### Work to complete
Edit the Alpinia nieuwenhuizii text from the words "Alpinia nieuwenhuizii, also" through the words "endemic to Borneo.", and write that part out again with "perennial" replaced by "long-lived".

### Given passage
——

Alpinia nieuwenhuizii

Scientific classification
- Kingdom: Plantae
- Clade: Tracheophytes
- Clade: Angiosperms
- Clade: Monocots
- Clade: Commelinids
- Order: Zingiberales
- Family: Zingiberaceae
- Genus: Alpinia
- Species: A. nieuwenhuizii
- Binomial name: Alpinia nieuwenhuizii Valeton

= Alpinia nieuwenhuizii =

- Genus: Alpinia
- Species: nieuwenhuizii
- Authority: Valeton

Species of flowering plant

Alpinia nieuwenhuizii, also known as lalemas (in Iban) or terebak (in Sabah), is a species of flowering plant, a perennial tropical forest herb in the ginger family, that is endemic to Borneo.

==Description==
The species grows as a clump of leafy shoots to 2–3.5 m in height from branching rhizomes in the topsoil. The leaves grow from a pseudostem with a swollen base composed of the leaf sheaths. The inflorescence is a lax terminal panicle of white, red and cream flowers. The round, edible fruits are green or red when young, ripening yellow, containing small seeds in a whitish aril.

==Distribution and habitat==
The species is found in the lowland and mixed dipterocarp forest, as well as secondary forest, at elevations of up to 1,000 m, often along streams.

==Usage==
The species is rarely cultivated, with the fruits eaten mainly by hunter-gatherers. The shoots may be eaten as a vegetable.

——

(Stored data entries)
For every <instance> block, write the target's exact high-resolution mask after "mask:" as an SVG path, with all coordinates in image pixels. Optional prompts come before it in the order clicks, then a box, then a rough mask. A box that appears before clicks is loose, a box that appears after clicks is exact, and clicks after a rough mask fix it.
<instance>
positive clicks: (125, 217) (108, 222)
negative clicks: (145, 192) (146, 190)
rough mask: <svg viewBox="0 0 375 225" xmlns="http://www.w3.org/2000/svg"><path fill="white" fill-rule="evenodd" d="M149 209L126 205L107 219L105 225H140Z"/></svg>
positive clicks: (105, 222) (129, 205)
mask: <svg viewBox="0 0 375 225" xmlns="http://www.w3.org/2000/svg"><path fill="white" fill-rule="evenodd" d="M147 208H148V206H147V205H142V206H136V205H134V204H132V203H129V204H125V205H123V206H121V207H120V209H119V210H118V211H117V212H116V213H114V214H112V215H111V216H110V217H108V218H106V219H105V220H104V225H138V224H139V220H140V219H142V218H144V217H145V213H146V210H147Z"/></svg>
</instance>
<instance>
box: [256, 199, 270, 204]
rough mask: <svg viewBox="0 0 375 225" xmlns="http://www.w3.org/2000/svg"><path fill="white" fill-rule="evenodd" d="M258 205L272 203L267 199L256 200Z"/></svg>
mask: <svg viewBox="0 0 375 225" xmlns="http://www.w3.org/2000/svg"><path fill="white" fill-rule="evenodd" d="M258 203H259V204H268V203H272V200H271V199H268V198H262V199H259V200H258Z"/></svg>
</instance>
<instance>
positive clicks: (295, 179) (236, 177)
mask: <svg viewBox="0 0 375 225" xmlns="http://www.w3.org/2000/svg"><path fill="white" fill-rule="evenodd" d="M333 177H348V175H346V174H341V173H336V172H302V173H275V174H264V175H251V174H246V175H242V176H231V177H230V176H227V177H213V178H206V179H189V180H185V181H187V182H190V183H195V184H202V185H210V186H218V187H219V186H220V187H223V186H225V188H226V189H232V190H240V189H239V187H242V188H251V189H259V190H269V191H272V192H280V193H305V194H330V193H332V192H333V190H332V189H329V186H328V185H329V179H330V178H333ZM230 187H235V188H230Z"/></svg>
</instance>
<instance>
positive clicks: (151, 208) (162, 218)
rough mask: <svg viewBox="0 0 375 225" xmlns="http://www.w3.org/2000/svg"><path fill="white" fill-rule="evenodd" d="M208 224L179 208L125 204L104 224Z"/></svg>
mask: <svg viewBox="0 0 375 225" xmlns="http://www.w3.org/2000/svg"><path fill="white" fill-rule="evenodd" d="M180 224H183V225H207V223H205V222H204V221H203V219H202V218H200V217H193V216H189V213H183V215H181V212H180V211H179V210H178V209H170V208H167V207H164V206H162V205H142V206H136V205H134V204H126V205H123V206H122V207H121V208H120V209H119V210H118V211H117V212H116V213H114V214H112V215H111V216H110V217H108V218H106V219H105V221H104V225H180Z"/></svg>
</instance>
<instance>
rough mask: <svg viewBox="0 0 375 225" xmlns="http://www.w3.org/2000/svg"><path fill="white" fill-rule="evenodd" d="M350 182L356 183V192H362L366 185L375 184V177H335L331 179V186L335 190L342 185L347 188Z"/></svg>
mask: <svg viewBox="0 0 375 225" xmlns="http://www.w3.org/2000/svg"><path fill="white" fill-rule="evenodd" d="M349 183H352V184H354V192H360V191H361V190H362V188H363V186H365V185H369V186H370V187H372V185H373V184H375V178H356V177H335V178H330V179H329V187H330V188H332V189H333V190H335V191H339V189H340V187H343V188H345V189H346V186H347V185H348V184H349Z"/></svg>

——

### Written answer
Alpinia nieuwenhuizii, also known as lalemas (in Iban) or terebak (in Sabah), is a species of flowering plant, a long-lived tropical forest herb in the ginger family, that is endemic to Borneo.